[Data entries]
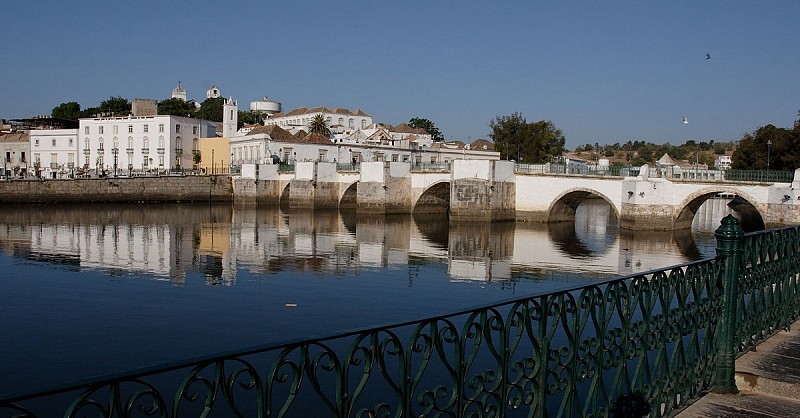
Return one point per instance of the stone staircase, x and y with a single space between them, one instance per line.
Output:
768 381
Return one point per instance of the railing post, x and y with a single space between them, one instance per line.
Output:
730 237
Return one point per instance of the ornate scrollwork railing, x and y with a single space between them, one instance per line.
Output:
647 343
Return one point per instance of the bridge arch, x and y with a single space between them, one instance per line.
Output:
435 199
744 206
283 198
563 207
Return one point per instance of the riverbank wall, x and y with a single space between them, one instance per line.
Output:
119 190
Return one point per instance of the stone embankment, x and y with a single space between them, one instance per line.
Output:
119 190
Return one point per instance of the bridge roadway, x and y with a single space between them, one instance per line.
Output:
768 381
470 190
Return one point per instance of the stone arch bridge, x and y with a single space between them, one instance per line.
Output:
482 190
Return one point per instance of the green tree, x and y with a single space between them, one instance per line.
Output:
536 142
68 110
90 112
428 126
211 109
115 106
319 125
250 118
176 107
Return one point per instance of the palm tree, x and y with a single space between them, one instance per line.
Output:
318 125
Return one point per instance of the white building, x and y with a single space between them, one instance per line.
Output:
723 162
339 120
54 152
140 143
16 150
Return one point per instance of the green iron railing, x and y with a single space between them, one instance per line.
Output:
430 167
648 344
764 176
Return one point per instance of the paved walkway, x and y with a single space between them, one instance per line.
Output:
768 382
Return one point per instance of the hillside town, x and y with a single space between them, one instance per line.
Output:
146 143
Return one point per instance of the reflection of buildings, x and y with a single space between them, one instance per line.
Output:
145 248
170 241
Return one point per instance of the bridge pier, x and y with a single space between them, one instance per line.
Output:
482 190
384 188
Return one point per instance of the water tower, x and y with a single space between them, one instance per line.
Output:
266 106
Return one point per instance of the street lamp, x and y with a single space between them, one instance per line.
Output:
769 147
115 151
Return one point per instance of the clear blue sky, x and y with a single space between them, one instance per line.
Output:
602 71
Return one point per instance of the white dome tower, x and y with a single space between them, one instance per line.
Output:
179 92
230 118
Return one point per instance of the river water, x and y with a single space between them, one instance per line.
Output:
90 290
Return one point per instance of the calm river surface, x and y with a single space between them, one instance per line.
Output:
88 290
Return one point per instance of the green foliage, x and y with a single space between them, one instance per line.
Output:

*TASK REQUIREMENTS:* Your task is to find every line above containing the word "stone" and copy it.

*RESPONSE BOX:*
Return one point per instance of the stone staircase, x and y with a single space between them, one instance per line.
Return one point per instance of the stone embankment, x and y with a single space between them, one instance per line.
Return one point per instance of the stone arch bridge, x and y with a single space between them, one instance per line.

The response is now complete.